§ **WORK INSTRUCTION**:
All lines at or after the one containing "Detect sky. Return", up to the last line of the material, must be repeated exactly, and no others.

§ **MATERIAL FOR THIS TASK**:
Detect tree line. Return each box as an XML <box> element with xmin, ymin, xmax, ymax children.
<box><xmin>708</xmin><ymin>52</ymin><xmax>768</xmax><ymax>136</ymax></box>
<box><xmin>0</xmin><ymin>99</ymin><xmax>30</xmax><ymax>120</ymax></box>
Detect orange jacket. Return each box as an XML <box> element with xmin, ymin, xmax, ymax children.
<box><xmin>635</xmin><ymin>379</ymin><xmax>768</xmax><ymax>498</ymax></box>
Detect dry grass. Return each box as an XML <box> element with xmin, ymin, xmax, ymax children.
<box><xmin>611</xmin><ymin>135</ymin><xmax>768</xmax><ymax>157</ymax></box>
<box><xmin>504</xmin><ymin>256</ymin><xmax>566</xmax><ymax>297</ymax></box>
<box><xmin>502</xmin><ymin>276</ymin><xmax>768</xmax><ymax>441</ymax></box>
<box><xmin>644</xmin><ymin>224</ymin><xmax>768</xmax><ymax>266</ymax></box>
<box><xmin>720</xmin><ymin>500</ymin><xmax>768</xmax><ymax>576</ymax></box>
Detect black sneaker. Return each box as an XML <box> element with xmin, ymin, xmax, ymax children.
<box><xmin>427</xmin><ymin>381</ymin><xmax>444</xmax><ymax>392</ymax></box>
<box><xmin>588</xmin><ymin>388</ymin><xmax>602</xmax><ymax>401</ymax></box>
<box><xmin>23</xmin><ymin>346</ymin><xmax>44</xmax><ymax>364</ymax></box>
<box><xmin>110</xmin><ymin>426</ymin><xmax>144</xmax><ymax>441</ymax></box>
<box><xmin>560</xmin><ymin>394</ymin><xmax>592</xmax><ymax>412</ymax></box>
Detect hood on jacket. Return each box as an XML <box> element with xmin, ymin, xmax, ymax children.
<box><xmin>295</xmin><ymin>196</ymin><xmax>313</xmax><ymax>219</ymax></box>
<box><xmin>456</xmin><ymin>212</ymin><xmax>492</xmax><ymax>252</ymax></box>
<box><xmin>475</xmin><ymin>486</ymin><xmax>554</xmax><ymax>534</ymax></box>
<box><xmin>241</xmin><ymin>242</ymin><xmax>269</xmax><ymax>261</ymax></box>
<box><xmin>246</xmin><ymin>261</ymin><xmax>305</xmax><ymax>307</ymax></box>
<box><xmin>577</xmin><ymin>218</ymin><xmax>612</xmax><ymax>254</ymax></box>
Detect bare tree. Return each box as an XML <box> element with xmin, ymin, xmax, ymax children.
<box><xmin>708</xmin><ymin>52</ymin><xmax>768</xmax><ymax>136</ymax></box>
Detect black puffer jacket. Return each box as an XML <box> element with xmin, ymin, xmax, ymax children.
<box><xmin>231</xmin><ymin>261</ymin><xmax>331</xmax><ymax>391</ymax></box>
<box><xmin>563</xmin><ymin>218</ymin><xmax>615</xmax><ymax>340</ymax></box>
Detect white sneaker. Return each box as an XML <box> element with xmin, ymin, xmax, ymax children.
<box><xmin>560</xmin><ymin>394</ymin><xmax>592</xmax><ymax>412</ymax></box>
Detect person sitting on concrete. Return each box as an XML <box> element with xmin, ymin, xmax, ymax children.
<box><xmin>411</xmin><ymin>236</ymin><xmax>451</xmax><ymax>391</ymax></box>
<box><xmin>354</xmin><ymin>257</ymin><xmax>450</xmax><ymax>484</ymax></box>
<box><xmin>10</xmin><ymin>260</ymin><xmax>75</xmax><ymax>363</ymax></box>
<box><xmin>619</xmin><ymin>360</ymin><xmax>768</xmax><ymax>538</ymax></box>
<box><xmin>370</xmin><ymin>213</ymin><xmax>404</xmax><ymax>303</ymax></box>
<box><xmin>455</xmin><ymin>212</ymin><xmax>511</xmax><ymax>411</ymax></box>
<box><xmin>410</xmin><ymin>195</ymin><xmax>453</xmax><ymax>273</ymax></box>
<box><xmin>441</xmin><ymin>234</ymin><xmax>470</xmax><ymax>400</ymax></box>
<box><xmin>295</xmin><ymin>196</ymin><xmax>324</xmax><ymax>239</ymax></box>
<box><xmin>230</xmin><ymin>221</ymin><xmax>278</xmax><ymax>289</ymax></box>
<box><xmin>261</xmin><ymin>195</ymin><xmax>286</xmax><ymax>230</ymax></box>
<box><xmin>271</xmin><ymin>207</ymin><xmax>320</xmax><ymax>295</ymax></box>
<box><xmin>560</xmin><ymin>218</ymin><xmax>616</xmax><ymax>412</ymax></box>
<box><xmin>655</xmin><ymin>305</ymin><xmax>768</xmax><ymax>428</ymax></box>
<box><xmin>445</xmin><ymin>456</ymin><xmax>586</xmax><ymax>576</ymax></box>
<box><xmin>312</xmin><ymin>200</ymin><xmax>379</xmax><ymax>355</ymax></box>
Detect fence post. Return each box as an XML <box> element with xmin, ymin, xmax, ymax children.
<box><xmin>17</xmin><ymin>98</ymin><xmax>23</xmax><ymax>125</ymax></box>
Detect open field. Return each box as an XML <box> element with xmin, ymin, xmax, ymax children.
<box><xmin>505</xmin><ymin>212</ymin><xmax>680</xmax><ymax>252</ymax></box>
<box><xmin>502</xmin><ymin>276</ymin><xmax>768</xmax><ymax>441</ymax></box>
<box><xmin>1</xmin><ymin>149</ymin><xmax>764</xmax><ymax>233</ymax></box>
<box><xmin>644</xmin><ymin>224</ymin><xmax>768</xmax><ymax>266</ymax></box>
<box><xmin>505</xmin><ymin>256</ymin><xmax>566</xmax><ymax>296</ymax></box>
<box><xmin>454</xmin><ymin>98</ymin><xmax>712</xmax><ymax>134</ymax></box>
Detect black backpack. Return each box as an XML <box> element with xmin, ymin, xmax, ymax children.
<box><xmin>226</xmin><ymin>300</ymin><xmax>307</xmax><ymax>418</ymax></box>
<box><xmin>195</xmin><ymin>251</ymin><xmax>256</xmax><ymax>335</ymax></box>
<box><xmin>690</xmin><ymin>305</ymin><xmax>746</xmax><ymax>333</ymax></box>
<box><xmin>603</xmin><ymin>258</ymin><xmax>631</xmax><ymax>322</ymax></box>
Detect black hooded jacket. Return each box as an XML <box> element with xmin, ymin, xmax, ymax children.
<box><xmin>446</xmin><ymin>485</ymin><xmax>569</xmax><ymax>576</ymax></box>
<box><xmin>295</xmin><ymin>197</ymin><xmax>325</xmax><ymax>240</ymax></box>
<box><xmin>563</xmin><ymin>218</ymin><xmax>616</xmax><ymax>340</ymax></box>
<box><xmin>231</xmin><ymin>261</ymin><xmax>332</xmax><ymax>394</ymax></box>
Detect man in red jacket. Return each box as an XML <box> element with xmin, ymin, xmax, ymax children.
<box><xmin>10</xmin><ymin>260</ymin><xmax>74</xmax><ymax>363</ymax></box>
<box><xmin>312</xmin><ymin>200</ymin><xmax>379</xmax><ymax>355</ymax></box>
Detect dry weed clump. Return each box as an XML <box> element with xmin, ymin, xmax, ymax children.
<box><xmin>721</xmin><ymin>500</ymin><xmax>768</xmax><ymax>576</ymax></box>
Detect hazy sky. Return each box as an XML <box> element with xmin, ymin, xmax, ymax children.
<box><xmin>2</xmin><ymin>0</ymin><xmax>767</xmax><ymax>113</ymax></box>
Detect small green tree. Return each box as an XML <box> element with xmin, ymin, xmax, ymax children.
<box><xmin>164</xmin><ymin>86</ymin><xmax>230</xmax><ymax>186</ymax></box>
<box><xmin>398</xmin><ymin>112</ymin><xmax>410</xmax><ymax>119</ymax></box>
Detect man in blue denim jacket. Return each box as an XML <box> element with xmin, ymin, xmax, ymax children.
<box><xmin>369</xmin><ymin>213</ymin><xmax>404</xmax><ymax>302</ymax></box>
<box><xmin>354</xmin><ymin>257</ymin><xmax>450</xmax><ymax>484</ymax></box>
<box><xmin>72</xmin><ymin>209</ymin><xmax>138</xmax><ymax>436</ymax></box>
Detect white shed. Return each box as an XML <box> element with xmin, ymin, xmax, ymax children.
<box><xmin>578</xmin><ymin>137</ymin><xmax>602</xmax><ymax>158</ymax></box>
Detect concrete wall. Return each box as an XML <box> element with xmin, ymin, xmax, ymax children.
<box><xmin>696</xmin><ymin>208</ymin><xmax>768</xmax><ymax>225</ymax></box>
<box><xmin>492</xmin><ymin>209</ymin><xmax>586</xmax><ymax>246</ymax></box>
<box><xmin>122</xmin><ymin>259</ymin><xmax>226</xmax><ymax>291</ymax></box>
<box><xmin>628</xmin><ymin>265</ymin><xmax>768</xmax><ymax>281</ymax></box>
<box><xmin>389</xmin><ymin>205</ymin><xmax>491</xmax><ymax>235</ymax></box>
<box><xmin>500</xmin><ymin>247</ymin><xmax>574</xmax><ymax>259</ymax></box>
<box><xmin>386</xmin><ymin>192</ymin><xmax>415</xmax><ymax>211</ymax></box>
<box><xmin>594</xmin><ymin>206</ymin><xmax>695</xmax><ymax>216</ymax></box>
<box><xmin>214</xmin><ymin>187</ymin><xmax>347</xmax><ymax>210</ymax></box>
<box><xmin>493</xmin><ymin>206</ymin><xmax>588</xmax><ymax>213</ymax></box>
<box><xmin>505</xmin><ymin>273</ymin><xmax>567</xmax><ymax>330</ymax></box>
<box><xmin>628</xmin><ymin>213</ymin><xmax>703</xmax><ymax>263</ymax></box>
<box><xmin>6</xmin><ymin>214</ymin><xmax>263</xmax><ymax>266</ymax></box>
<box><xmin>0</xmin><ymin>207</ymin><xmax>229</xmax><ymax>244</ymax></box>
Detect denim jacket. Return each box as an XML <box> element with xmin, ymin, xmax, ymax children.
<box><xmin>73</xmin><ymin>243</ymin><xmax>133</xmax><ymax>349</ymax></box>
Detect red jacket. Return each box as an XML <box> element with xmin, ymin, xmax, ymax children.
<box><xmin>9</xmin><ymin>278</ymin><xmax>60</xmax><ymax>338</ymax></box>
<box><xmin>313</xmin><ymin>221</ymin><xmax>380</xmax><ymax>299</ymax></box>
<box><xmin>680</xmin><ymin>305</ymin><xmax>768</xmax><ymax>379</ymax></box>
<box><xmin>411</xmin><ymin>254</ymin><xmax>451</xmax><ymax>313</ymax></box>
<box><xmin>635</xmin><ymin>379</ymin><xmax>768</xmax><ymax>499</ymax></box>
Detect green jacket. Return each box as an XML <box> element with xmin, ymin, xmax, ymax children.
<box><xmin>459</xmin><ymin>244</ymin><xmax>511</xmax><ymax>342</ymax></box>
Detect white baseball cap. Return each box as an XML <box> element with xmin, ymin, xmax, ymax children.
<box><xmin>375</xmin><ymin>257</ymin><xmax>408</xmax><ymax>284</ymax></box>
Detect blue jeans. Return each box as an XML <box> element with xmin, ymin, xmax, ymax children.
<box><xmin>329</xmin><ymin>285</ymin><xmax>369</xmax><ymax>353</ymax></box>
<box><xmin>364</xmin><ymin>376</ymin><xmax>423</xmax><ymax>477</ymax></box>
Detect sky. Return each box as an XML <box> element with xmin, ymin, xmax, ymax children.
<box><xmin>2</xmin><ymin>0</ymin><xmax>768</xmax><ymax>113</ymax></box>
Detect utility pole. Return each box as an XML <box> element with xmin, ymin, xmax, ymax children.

§ **EXERCISE SOLUTION**:
Detect sky. Return each box as an XML <box> element with xmin, ymin, xmax, ymax children.
<box><xmin>2</xmin><ymin>0</ymin><xmax>768</xmax><ymax>113</ymax></box>
Detect utility pole. Return each box as an XML <box> element with xmin, ymin, xmax, ymax children.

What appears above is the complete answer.